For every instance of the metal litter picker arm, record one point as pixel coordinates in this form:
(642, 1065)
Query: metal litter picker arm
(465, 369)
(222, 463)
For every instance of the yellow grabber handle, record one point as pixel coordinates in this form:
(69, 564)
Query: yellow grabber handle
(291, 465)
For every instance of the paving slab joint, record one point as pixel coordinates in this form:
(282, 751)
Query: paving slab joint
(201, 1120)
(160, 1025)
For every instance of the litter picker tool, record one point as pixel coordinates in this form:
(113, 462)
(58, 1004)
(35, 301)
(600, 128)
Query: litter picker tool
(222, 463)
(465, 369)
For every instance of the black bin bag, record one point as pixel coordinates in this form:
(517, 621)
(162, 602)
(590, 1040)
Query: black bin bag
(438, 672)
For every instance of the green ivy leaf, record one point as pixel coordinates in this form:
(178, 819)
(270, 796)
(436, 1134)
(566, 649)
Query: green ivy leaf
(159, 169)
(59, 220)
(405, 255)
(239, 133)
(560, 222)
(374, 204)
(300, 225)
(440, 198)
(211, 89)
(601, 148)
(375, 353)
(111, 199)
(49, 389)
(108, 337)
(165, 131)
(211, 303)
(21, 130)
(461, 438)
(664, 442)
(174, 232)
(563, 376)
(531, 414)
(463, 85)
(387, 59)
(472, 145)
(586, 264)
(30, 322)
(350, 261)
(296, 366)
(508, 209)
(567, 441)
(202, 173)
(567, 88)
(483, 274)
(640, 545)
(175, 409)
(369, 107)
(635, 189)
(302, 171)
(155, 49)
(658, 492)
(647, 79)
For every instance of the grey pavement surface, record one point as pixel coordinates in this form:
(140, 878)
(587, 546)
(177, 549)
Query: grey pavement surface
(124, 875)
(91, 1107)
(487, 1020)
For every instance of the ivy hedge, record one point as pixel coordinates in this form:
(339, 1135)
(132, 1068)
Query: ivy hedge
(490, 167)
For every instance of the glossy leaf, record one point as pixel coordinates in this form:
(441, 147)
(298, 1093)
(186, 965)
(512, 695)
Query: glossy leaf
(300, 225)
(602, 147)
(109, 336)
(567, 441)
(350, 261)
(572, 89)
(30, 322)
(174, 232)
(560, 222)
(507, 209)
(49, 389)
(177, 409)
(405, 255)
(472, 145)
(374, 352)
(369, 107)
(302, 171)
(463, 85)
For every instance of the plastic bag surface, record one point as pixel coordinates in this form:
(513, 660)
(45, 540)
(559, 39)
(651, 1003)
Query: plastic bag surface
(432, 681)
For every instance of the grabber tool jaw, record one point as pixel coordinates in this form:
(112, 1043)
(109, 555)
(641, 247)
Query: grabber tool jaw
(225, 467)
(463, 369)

§

— Problem to work on —
Arrange everything from the line containing "For every instance of the grabber" down to the end of the entries as a Markdown table with the columns Row and Line. Put each line in its own numbered row and leave out blank lines.

— Completed exercise —
| Row | Line |
|---|---|
| 1 | For every instance of the grabber tool jaw, record one point as pixel coordinates in this form: |
| 2 | (112, 1043) |
| 3 | (109, 555) |
| 4 | (641, 247) |
| 5 | Query: grabber tool jaw |
| 6 | (225, 467) |
| 7 | (463, 369) |